### Texto fuente ###
Peter Singer ha sido uno de los primeros filósofos contemporáneos en argumentar de forma sistemática que aquellos que se oponen al sufrimiento humano deberían oponerse igualmente a que se les inflija sufrimiento a los animales. Su obra, “Liberación animal”, constituye, en el fondo, un intento de poner en marcha una cruzada contra la crueldad y el dolor injustificados; una cruzada al final de la cual debería haber cambiado nuestro modo de contemplar a los animales y, con ello, el modo de contemplarnos a nosotros mismos. Sus reflexiones son un intento de que es posible creer que la fuerza del razonamiento ético y los valores pueden vencer al egoísmo de nuestra especie, una especie, la humana, que atenta contra la propia dignidad humana cuando es capaz de favorecer la discriminación entre los seres humanos por motivos de raza, color u origen étnico. Con la verdad objetiva de la ciencia bien dijo Darwin, en contra de Aristóteles, que la diferencia entre el hombre y los animales es en grado evolutivo y no en especie. En La edad de la empatía, una esclarecedora y fascinante exploración de la naturaleza humana, explicada por un primatólogo de fama internacional, Frans de Waal, analiza la larga historia evolutiva que este sentimiento, la empatía, tiene a sus espaldas y aclara, con numerosos ejemplos tomados del mundo animal, que la sintonía con los demás, la coordinación de actividades, el cuidado de los necesitados y la compasión que nos mueve a preocuparnos por los demás no son, en absoluto, una exclusiva de la especie humana.

Para averiguar lo que ellos quieren no basta con estudiarlos, debemos hablar con ellos. ¿Cómo? cuestionando la distante jerarquía entre los humanos y los demás animales

Pero ni Carl Safina, ni Eva Meijer, ni Alexandra Horowitz, ni Turid Rugaas, ni Peter Singer, ni Frans de Waal, en sus atinadas obras y certeras reflexiones, son capaces de llegar a describir los sentimientos personales, la pena de ausencia de que quien ha tenido que decir “adiós” a su mascota, con la que ha compartido gran parte de su vida. Así lo expresa y nos lo regala en su libro “La mirada de Humilda” el escritor colombiano Alonso Sánchez Baute, al que una pequeña perra le transformó la vida. En su libro retrata la fuerza de la amistad: cómo estos animales que para muchos pasan desapercibidos en el trasiego de la historia de la humanidad, para otros, en su encuentro y convivencia, nos cambian para siempre y que, como ocurre en la vida de todos los seres vivos, en el marco de la inevitable realidad, debemos irremediablemente despedirnos. Lo cierto es que es un asunto muy personal y emocional con el que tarde o temprano deberemos enfrentarnos.
###
▶ _Tarea breve a_: Selecciona cada línea de los registros que contenga la cadena "bare", teniendo en cuenta las mayúsculas y minúsculas.
### Materiales proporcionados ###
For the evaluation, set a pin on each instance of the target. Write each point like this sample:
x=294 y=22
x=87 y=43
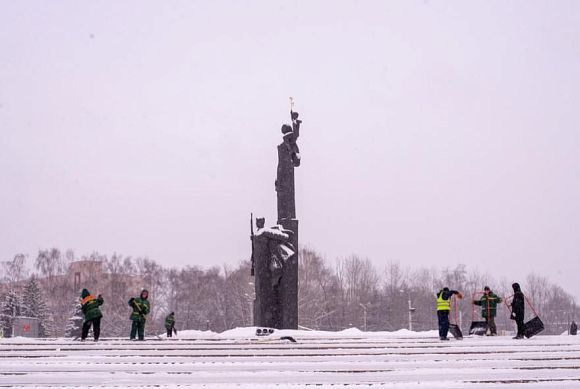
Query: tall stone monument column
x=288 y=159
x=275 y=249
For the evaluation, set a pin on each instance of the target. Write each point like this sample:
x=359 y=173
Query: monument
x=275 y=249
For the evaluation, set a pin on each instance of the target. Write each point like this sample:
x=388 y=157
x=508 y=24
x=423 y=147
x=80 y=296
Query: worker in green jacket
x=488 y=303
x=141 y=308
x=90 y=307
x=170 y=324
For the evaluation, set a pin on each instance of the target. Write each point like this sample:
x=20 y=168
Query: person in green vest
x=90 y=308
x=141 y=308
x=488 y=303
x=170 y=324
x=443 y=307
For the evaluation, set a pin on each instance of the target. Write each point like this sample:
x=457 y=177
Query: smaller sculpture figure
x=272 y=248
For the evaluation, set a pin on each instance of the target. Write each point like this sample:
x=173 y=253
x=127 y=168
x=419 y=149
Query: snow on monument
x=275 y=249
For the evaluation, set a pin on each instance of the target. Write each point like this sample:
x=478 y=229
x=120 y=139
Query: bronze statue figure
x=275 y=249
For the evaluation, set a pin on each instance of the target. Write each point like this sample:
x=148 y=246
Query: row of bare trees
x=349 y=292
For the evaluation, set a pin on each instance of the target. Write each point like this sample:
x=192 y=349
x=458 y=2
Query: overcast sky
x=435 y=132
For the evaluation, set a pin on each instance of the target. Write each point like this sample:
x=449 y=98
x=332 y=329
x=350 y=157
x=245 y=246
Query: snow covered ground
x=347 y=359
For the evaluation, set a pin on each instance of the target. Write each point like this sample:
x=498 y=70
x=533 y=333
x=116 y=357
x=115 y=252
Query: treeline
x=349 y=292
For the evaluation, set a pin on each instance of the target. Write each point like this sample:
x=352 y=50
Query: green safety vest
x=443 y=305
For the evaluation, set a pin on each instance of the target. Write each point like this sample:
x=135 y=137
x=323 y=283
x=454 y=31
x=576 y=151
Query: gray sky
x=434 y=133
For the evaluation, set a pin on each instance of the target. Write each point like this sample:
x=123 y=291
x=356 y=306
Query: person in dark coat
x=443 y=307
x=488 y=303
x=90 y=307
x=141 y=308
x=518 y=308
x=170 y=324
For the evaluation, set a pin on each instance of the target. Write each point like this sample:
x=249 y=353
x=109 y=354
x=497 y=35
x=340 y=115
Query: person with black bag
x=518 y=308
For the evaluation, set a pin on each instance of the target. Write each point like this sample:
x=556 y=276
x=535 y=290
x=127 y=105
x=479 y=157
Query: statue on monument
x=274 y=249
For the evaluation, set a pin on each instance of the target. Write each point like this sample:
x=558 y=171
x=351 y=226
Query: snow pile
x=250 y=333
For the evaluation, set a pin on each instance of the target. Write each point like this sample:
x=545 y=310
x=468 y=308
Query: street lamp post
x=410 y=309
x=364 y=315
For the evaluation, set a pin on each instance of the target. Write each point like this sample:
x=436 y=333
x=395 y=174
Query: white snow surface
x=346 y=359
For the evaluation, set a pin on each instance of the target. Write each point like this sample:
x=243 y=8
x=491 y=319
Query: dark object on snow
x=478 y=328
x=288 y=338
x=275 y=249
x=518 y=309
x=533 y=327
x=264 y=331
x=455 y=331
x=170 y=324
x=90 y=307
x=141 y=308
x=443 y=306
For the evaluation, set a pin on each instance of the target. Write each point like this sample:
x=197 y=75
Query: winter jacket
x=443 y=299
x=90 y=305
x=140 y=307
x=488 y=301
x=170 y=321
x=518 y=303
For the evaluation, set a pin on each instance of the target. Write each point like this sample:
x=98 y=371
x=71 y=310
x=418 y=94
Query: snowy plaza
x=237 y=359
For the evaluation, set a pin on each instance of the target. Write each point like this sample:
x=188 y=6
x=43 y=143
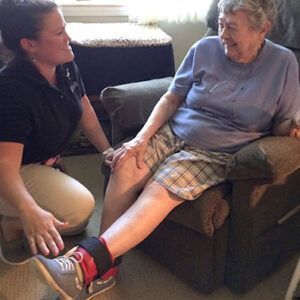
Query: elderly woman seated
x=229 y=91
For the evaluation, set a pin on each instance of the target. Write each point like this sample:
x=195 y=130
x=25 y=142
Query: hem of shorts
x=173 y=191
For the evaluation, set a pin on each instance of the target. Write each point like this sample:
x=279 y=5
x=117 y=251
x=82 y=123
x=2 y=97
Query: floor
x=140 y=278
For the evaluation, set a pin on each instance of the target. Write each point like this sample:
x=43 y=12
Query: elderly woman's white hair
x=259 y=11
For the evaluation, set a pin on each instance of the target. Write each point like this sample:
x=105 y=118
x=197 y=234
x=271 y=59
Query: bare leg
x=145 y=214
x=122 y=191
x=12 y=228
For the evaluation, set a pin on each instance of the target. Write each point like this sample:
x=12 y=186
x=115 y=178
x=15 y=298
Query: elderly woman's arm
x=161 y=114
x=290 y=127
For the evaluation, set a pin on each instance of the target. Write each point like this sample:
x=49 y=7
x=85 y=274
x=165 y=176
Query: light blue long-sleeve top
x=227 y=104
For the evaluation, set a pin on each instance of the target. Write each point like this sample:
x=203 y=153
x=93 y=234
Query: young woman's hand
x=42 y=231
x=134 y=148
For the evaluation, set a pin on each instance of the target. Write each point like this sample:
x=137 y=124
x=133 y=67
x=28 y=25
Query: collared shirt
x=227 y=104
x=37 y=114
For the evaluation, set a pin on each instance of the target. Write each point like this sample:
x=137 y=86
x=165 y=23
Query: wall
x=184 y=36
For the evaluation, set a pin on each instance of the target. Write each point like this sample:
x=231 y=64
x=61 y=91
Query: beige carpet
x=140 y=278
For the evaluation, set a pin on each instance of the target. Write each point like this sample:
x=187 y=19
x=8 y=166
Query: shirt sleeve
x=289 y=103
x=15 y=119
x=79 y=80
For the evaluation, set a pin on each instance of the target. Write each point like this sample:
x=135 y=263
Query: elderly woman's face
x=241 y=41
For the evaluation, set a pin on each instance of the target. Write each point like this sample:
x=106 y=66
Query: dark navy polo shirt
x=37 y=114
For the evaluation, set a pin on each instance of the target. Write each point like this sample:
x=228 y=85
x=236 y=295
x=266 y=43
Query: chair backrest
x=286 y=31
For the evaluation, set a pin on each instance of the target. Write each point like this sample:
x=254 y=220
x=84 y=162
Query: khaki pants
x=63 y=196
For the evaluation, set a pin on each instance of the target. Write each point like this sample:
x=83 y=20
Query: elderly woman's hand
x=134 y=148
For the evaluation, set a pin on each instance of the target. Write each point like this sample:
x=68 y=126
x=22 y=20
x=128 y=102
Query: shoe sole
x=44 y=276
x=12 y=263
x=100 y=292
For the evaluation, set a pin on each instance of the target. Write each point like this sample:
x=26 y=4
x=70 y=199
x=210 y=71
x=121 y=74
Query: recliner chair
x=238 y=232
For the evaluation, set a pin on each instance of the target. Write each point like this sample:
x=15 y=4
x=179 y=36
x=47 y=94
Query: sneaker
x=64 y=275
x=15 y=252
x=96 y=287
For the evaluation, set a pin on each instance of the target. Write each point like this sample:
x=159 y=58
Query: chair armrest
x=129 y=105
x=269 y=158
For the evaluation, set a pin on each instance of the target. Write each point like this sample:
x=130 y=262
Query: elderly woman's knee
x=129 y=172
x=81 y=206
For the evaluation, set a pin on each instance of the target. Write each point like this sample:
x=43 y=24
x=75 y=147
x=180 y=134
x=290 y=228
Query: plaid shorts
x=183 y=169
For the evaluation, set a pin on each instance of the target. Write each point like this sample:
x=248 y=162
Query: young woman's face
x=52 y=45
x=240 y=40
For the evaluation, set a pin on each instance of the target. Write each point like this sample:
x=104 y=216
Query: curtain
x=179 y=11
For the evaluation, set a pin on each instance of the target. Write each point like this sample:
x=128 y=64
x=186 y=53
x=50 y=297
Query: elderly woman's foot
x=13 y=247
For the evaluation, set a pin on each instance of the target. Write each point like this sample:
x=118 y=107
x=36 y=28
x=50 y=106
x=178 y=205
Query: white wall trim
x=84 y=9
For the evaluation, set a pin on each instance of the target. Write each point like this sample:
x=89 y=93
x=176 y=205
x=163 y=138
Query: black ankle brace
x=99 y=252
###
### Materiales proporcionados ###
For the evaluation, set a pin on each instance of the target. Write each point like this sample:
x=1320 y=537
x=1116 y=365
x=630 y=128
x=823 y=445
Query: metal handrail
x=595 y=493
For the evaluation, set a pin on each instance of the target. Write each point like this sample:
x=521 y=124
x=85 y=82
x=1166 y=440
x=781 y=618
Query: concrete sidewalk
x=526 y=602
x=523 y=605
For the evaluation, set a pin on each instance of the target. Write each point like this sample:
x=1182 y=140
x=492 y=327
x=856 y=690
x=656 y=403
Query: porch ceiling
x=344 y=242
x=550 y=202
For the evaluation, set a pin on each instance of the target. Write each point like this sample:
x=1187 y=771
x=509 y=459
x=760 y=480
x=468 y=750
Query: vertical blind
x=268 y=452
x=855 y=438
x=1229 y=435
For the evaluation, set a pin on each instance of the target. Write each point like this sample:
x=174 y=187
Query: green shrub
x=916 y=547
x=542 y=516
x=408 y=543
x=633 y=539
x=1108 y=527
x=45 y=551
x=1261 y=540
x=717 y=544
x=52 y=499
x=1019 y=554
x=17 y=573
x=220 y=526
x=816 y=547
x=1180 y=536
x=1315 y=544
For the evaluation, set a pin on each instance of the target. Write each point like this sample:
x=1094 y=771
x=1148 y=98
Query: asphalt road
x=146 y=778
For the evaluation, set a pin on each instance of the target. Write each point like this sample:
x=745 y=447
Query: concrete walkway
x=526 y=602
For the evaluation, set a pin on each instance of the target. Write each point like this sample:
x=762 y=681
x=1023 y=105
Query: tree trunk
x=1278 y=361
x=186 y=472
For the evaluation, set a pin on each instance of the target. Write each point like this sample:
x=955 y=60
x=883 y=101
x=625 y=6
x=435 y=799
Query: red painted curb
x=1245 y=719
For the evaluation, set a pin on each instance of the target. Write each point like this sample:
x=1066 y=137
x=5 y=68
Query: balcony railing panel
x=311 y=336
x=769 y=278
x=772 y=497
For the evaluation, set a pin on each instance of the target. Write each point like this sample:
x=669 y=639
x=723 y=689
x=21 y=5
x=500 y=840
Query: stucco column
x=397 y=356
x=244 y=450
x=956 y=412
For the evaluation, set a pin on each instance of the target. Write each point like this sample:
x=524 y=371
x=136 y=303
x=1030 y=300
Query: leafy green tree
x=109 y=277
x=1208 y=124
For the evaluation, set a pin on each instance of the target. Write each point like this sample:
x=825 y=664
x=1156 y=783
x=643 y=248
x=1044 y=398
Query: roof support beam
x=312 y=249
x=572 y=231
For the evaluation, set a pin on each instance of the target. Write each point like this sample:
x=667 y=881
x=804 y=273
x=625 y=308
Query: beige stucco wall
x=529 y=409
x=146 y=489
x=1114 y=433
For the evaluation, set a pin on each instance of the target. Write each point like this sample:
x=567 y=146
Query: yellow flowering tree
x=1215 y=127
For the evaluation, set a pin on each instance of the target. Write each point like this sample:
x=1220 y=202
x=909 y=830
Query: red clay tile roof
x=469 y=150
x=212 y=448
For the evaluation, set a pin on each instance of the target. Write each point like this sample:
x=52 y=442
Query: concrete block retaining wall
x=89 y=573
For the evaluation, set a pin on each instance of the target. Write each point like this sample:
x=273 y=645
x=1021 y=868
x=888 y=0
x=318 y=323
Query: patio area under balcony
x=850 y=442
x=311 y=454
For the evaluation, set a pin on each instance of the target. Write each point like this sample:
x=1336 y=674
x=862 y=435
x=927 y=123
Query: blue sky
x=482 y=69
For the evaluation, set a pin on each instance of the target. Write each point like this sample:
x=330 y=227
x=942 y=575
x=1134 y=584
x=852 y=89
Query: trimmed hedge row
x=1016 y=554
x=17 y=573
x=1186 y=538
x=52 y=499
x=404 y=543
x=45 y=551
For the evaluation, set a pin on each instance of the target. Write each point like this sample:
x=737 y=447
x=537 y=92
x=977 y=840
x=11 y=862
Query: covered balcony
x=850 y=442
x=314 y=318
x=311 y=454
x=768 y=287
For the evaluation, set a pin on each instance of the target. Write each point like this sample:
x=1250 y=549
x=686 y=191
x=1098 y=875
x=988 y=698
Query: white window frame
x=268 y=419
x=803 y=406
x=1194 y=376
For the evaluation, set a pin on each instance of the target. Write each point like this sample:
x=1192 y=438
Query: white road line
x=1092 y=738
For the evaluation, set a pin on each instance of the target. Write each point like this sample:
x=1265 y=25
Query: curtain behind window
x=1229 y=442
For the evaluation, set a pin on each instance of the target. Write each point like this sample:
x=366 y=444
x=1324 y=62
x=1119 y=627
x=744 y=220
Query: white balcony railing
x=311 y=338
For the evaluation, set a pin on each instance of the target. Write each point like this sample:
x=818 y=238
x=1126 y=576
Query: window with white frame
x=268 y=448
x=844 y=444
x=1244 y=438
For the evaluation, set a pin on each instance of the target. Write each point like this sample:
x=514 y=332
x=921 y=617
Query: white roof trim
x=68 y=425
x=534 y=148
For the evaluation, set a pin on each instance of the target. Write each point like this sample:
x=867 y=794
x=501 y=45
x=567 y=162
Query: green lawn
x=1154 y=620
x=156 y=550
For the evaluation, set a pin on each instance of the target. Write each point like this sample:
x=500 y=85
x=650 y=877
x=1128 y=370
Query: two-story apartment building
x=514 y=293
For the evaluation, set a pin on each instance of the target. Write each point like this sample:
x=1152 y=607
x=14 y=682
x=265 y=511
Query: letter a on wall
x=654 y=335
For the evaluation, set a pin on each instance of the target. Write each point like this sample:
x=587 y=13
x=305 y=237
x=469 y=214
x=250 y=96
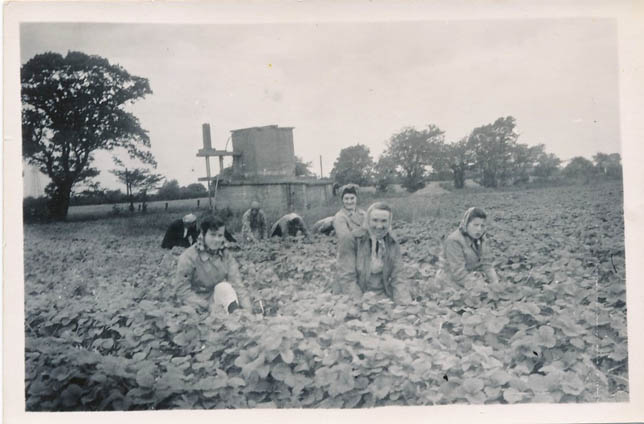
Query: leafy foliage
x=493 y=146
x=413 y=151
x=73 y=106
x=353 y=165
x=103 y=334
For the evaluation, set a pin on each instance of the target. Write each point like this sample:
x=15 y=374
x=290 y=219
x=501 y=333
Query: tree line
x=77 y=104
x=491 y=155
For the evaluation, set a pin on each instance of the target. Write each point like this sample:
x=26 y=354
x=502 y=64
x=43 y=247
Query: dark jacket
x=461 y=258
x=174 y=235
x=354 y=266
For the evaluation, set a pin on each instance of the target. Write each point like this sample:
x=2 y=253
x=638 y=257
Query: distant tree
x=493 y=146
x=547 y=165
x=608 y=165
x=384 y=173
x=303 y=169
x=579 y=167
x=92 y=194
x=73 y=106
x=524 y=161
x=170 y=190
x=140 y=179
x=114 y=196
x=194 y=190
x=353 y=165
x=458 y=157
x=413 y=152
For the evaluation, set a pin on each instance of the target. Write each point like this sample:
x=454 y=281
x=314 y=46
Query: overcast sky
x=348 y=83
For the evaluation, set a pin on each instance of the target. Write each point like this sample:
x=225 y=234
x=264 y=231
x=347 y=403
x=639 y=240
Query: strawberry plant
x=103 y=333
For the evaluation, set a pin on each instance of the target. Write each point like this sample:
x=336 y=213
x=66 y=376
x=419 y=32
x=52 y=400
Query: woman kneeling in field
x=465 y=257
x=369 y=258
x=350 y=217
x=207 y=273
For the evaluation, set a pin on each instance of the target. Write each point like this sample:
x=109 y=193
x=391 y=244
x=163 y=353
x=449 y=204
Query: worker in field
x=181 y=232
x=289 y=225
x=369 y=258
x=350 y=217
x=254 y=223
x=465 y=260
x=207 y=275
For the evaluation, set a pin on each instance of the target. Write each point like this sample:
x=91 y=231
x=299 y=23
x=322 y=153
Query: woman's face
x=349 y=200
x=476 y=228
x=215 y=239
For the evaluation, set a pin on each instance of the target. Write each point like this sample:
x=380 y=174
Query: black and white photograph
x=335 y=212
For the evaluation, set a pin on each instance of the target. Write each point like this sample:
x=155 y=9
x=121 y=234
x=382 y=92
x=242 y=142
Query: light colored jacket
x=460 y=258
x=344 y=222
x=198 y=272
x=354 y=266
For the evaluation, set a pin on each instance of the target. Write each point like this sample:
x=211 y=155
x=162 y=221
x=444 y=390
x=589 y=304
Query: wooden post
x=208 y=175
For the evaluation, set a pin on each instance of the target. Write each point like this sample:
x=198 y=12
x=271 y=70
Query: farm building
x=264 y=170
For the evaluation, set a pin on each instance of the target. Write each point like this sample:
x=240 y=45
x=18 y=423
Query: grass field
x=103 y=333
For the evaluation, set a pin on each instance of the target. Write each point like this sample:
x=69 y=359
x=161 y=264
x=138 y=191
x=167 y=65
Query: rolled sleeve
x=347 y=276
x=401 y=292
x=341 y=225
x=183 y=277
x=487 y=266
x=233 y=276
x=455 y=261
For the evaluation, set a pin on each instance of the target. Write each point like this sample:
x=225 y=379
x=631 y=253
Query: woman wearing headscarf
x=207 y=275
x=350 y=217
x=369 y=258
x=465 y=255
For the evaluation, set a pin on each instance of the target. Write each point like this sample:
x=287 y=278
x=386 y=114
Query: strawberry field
###
▶ _Tarea breve b_: Resume de forma más breve el párrafo del texto sobre humanos y animales que comienza con "Pero ni Carl Safina", conservando sus datos principales.

▶ _Respuesta escrita a_:
Query: row of bare trees
Query: bare leg

▶ _Respuesta escrita b_: Ni Carl Safina, ni Eva Meijer, ni Alexandra Horowitz, ni Turid Rugaas, ni Peter Singer, ni Frans de Waal logran describir la pena de quien ha tenido que despedirse de la mascota con la que compartió gran parte de su vida. Sí lo expresa el escritor colombiano Alonso Sánchez Baute en su libro "La mirada de Humilda", pues una pequeña perra le transformó la vida. La obra retrata la fuerza de la amistad con estos animales: para muchos pasan desapercibidos, pero a otros la convivencia con ellos los cambia para siempre, aunque inevitablemente haya que despedirse. Es un asunto muy personal y emocional que tarde o temprano deberemos enfrentar.